[BEGIN READING PASSAGE]

Algorithm. For the bottom $s$ sketch, we first collect all ``sufficiently small'' hashes into a vector. Then, that vector is sorted and deduplicated, and the smallest $s$ values are returned. This ensures that the runtime is $O(n + s \log s)$ when the number of duplicate k-mers is limited.

For the bucket sketch, the classic method is to partition hashes linearly, e.g., for $s=2$ into the bottom and top half. Then, a single value is kept per part, and each hash is compared against the rolling minimum of its bucket.

Instead, here we make buckets by the remainder modulo $s$. This way, we can again pre-filter for ``sufficiently small'' values, and then only scan those for the minimum.

In both variants, we double the ``smallness'' threshold until either $s$ distinct values are found or all $s$ buckets have a value in them.

Formulas For the bottom sketch, the Jaccard similarity j is computed as follows:

Find the smallest s distinct k-mer hashes in the union of two sketches.
Return the fraction of these k-mers that occurs in both sketches.

For the bucket sketch, we first identify all buckets that are not left empty by both sketches. Then, we take the fraction j0 of the remaining buckets where they are equal. We use b-bit sketches, where only the bottom b bits of each bucket-minimum are stored. This gives a 1/2^b probability of hash collisions. To fix this, we compute j = (j0 - 1/2^b) / (1 - 1/2^b) as the similarity corrected for these collisions.

The Mash distance as reported by the CLI is computed as -ln(2*j / (1+j))/k. This is always >=0, but can be as large as inf for disjoint sets, that have j=0.

Implementation notes. Good performance is mostly achieved by using a branch-free implementation: all hashes are computed using 8 parallel streams using SIMD, and appended to a vector when they are sufficiently small to likely be part of the sketch.

The underlying streaming and hashing algorithms are described in the following preprint:

SimdMinimizers: Computing random minimizers, fast. Ragnar Groot Koerkamp, Igor Martayan bioRxiv 2025.01.27 doi.org/10.1101/2025.01.27.634998

Usage

Please see lib.rs and docs.rs for full docs.

use packed_seq::SeqVec;

// Bottom h=10000 sketch of k=31-mers.
let k = 31;
let h = 10_000;

// Use `new_rc` for a canonical version instead.

[END READING PASSAGE]
[BEGIN RECORDS]

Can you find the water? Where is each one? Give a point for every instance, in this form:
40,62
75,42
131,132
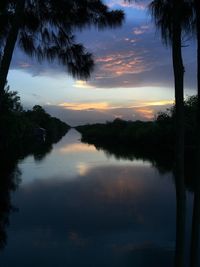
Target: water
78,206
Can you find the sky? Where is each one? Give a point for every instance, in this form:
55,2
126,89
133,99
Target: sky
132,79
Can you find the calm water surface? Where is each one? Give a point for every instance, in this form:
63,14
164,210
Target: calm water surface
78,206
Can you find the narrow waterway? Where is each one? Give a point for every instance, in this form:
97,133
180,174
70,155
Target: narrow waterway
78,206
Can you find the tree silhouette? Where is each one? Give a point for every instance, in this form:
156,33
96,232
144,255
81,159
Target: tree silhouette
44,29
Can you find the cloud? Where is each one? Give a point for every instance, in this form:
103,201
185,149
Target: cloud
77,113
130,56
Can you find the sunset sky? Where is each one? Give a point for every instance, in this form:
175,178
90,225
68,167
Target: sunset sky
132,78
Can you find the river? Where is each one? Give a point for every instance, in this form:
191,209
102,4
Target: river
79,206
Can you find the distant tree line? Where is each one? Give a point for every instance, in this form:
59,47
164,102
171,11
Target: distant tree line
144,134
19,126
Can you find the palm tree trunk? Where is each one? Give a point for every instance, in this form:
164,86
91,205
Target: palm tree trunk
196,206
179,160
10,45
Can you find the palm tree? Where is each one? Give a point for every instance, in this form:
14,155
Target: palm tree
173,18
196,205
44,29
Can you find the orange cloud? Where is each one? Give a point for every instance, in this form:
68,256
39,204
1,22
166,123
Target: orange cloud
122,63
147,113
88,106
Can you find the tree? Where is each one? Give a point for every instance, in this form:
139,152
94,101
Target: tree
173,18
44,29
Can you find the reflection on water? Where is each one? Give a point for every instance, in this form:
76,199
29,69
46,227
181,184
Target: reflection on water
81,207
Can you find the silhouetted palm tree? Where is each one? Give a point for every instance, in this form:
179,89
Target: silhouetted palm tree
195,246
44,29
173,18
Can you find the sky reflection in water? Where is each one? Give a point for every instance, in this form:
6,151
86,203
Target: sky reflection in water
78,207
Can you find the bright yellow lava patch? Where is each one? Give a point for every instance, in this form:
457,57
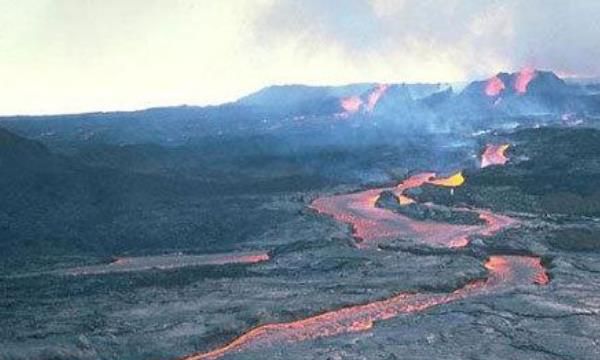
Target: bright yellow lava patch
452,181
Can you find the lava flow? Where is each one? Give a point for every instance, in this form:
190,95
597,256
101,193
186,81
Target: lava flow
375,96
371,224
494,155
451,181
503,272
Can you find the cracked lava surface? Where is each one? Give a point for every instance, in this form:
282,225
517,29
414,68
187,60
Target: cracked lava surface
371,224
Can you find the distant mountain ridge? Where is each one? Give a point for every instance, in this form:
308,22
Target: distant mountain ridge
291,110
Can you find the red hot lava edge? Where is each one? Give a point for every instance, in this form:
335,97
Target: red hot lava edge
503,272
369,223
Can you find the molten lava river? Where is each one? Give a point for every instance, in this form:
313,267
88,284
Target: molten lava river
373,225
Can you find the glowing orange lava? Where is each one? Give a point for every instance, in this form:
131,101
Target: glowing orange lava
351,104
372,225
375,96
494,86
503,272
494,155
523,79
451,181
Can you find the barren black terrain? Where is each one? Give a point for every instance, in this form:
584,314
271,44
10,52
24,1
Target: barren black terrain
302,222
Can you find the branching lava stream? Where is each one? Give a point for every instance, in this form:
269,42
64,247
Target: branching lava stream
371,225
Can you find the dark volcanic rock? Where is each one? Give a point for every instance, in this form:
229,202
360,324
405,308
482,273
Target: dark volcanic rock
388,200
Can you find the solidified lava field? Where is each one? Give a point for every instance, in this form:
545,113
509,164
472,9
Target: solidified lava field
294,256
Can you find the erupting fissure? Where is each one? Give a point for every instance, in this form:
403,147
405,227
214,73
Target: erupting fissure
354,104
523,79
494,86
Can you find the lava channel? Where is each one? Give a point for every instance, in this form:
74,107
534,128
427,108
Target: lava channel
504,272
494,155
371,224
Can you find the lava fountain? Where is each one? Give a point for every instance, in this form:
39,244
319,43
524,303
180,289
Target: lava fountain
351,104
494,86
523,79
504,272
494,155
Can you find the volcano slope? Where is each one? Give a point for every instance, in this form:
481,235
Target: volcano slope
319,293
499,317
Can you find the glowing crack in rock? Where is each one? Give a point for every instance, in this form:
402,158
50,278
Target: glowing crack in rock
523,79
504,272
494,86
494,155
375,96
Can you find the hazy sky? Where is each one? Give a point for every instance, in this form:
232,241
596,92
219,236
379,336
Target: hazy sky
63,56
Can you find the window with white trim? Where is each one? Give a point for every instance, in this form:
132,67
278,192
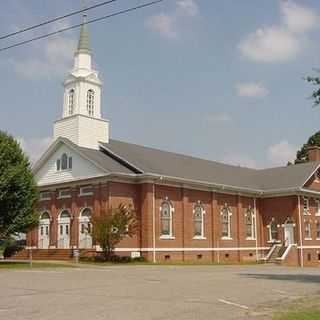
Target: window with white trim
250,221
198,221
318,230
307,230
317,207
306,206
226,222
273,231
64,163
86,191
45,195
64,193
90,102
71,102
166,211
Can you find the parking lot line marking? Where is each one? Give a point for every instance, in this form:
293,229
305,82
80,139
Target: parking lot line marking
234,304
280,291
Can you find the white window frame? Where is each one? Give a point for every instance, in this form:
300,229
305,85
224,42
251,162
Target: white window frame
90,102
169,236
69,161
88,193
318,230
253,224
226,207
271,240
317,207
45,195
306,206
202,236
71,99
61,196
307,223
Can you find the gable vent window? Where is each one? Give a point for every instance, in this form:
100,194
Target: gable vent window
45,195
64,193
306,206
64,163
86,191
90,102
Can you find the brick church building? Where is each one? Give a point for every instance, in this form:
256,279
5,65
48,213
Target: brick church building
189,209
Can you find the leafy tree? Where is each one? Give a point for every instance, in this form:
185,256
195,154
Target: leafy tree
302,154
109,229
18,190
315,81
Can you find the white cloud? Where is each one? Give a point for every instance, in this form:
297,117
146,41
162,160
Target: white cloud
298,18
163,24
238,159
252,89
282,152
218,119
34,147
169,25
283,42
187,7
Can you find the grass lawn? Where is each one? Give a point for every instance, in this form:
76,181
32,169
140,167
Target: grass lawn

[END RECORDS]

**WHAT IS ASKED:**
1) Echo the sketching passage word for word, starting with "Find the smallest" and going on through "that have j=0.".
2) State whether each statement agrees with the sketching passage, answering yes or no and quoting the words of the passage that decide it. (a) For the bottom sketch, the runtime is $O(n + s \log s)$ when the number of duplicate k-mers is limited. (b) In this approach, the bucket sketch divides hashes linearly into a bottom and a top half. (c) The Mash distance reported by the CLI is never negative.
3) Go on with the sketching passage from the point at which it stops.
The records play no part in what is asked here.

**OUTPUTS BY TASK:**
1)
Find the smallest s distinct k-mer hashes in the union of two sketches.
Return the fraction of these k-mers that occurs in both sketches.

For the bucket sketch, we first identify all buckets that are not left empty by both sketches. Then, we take the fraction j0 of the remaining buckets where they are equal. We use b-bit sketches, where only the bottom b bits of each bucket-minimum are stored. This gives a 1/2^b probability of hash collisions. To fix this, we compute j = (j0 - 1/2^b) / (1 - 1/2^b) as the similarity corrected for these collisions.

The Mash distance as reported by the CLI is computed as -ln(2*j / (1+j))/k. This is always >=0, but can be as large as inf for disjoint sets, that have j=0.

2)
(a) Yes: "This ensures that the runtime is $O(n + s \log s)$ when the number of duplicate k-mers is limited."
(b) No: "Instead, here we make buckets by the remainder modulo $s$."
(c) Yes: "This is always >=0"

3)
let sketch = simd_sketch::Sketcher::new(k, h);

// Generate two random sequences of 2M characters.
let n = 2_000_000;
let seq1 = packed_seq::PackedSeqVec::random(n);
let seq2 = packed_seq::PackedSeqVec::random(n);

let sketch1: simd_sketch::BottomSketch = sketcher.bottom_sketch(seq1.as_slice());
let sketch2: simd_sketch::BottomSketch = sketcher.bottom_sketch(seq2.as_slice());

// Value between 0 and 1, estimating the fraction of shared k-mers.
let similarity = sketch1.similarity(&sketch2);

// Bucket sketch variant

let sketch1: simd_sketch::BinSketch = sketcher.sketch(seq1.as_slice());
let sketch2: simd_sketch::BinSketch = sketcher.sketch(seq2.as_slice());

// Value between 0 and 1, estimating the fraction of shared k-mers.
let similarity = sketch1.similarity(&sketch2);

Command line tool

The two main subcommands are sketch and triangle. The is also dist that simply computes the distance between two sequences or sketches.

`sketch`

simd-sketch sketch takes a list of (compressed) fasta files as input, and writes their sketches as <file>.ssketch files.

For example,

simd-sketch sketch inputs/*.fa

writes corresponding sketches to inputs/*.fa.ssketch.

See below for an explanation of the sketch parameters.

`triangle`

Compute an all-to-all Mash distance matrix between (already sketched) fasta files. With --save-sketches, missing intermediate sketches are saved to disk.

> simd-sketch triangle --help
Takes paths to fasta files, and outputs a Phylip distance matrix to stdout

Usage: simd-sketch triangle [OPTIONS] [PATHS]...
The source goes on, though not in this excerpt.